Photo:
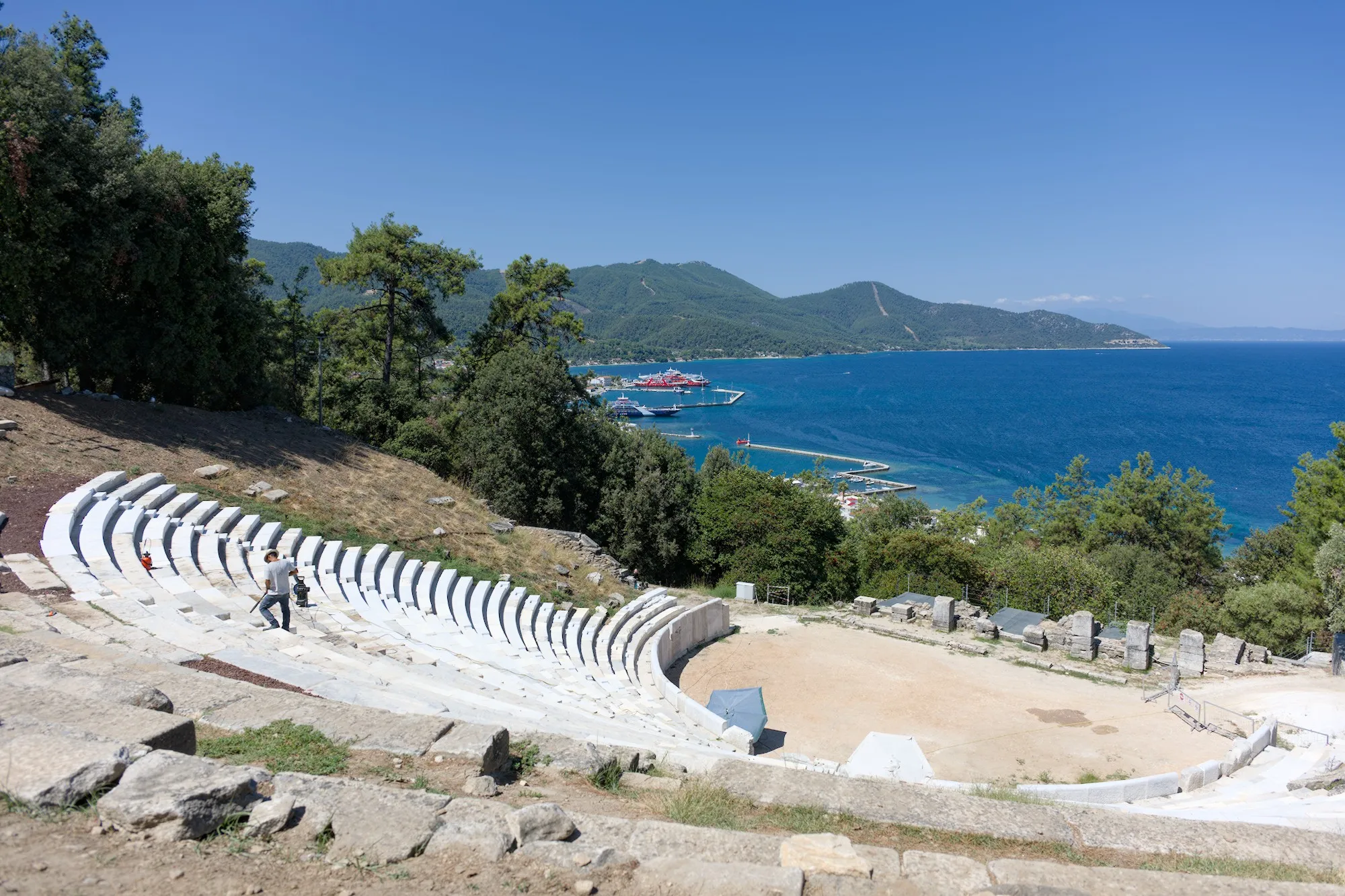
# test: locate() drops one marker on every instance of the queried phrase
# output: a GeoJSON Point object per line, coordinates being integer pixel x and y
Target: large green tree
{"type": "Point", "coordinates": [392, 261]}
{"type": "Point", "coordinates": [528, 438]}
{"type": "Point", "coordinates": [765, 529]}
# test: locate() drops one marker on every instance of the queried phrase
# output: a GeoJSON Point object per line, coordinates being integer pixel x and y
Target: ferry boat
{"type": "Point", "coordinates": [670, 378]}
{"type": "Point", "coordinates": [625, 407]}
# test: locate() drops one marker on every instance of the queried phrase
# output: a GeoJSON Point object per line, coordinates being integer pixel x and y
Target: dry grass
{"type": "Point", "coordinates": [338, 486]}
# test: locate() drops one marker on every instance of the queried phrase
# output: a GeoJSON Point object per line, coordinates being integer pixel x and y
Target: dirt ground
{"type": "Point", "coordinates": [332, 479]}
{"type": "Point", "coordinates": [976, 719]}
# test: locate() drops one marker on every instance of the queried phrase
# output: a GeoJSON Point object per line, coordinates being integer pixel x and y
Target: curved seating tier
{"type": "Point", "coordinates": [383, 630]}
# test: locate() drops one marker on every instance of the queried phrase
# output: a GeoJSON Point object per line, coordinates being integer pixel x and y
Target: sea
{"type": "Point", "coordinates": [968, 424]}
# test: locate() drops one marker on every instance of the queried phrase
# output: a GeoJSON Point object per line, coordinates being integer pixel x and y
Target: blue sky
{"type": "Point", "coordinates": [1169, 159]}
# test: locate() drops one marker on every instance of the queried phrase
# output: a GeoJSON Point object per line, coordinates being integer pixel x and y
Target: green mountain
{"type": "Point", "coordinates": [653, 311]}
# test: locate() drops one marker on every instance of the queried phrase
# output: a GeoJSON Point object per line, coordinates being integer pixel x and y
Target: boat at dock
{"type": "Point", "coordinates": [670, 378]}
{"type": "Point", "coordinates": [625, 407]}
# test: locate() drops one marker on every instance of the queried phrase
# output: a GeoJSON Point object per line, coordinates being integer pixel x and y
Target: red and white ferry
{"type": "Point", "coordinates": [670, 378]}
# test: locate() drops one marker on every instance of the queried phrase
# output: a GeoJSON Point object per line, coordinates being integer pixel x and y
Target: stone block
{"type": "Point", "coordinates": [177, 797]}
{"type": "Point", "coordinates": [116, 721]}
{"type": "Point", "coordinates": [824, 854]}
{"type": "Point", "coordinates": [50, 771]}
{"type": "Point", "coordinates": [481, 786]}
{"type": "Point", "coordinates": [540, 821]}
{"type": "Point", "coordinates": [1191, 653]}
{"type": "Point", "coordinates": [268, 817]}
{"type": "Point", "coordinates": [114, 690]}
{"type": "Point", "coordinates": [1139, 654]}
{"type": "Point", "coordinates": [693, 877]}
{"type": "Point", "coordinates": [484, 745]}
{"type": "Point", "coordinates": [1082, 642]}
{"type": "Point", "coordinates": [375, 823]}
{"type": "Point", "coordinates": [1198, 776]}
{"type": "Point", "coordinates": [475, 825]}
{"type": "Point", "coordinates": [1226, 650]}
{"type": "Point", "coordinates": [944, 874]}
{"type": "Point", "coordinates": [945, 616]}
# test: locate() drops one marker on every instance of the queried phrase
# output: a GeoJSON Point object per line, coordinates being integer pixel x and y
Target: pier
----
[EXERCISE TASK] Reproduce all the records verbatim, excluding images.

[REPLY]
Photo:
# test: locate() drops one marker on every instance of the queried phrase
# output: a GeoJSON Point object per line, coordinates being integer pixel x and y
Target: large green tree
{"type": "Point", "coordinates": [392, 261]}
{"type": "Point", "coordinates": [528, 438]}
{"type": "Point", "coordinates": [765, 529]}
# test: locate() drops one marker on every instance of the queried phrase
# output: a GeoJSON Point object per line, coordinates being integer pixel x and y
Target: ferry boat
{"type": "Point", "coordinates": [670, 378]}
{"type": "Point", "coordinates": [625, 407]}
# test: locate() drops one marker on every instance of the queried phrase
# output: a GeoJSON Point object per line, coordinates being integer pixel x and y
Target: dry grass
{"type": "Point", "coordinates": [338, 486]}
# test: locate() drops one marker on every instance of the queried phrase
# output: a GeoJSON Point object per line, coordinates being integer pixel x and y
Target: dirt ground
{"type": "Point", "coordinates": [332, 479]}
{"type": "Point", "coordinates": [976, 719]}
# test: locate() drops one marker on every instance of the queried phrase
# output: a GeoJSON Point object per line, coordinates being integer pixel x and y
Target: curved seating tier
{"type": "Point", "coordinates": [383, 630]}
# test: locate() drops one marker on every instance of the queried phrase
# output: a GeoJSON Point object per line, coordinates being integer pixel x and y
Target: sea
{"type": "Point", "coordinates": [968, 424]}
# test: locate() drops one marker on every instance of the queried phrase
# output: a GeoJSON Point object per line, coordinates being integer pixel x and y
Target: blue sky
{"type": "Point", "coordinates": [1169, 159]}
# test: locate() drops one marker on every instance of the queried phrase
# output: a GeoJSON Point object per line, coordinates being integer pixel x and y
Target: green mountain
{"type": "Point", "coordinates": [653, 311]}
# test: locate() drops one marker on every instance of the queried phrase
# output: a GeoJSON Point object per line, coordinates being integer pixel x and y
Target: boat at dock
{"type": "Point", "coordinates": [670, 378]}
{"type": "Point", "coordinates": [625, 407]}
# test: locate() drops one marker on every instance of the queried phrase
# output: a GeoJSON Point object per line, coordinates being integer pixel x and y
Target: red and white ferry
{"type": "Point", "coordinates": [670, 378]}
# test: locate() drops one marker on every instance of the queried phrase
# output: a GeoJSON Point object per line, coordinates being integer pixel x and y
Target: stone block
{"type": "Point", "coordinates": [177, 797]}
{"type": "Point", "coordinates": [116, 721]}
{"type": "Point", "coordinates": [824, 854]}
{"type": "Point", "coordinates": [50, 771]}
{"type": "Point", "coordinates": [481, 786]}
{"type": "Point", "coordinates": [540, 821]}
{"type": "Point", "coordinates": [1191, 653]}
{"type": "Point", "coordinates": [268, 817]}
{"type": "Point", "coordinates": [114, 690]}
{"type": "Point", "coordinates": [1139, 654]}
{"type": "Point", "coordinates": [693, 877]}
{"type": "Point", "coordinates": [484, 745]}
{"type": "Point", "coordinates": [1082, 642]}
{"type": "Point", "coordinates": [375, 823]}
{"type": "Point", "coordinates": [1198, 776]}
{"type": "Point", "coordinates": [475, 825]}
{"type": "Point", "coordinates": [1226, 650]}
{"type": "Point", "coordinates": [944, 874]}
{"type": "Point", "coordinates": [945, 616]}
# test: locate() drops one marker on every instance of the queried phrase
# output: a GeoJSON Point object per line, coordinates being integer pixel x and y
Target: pier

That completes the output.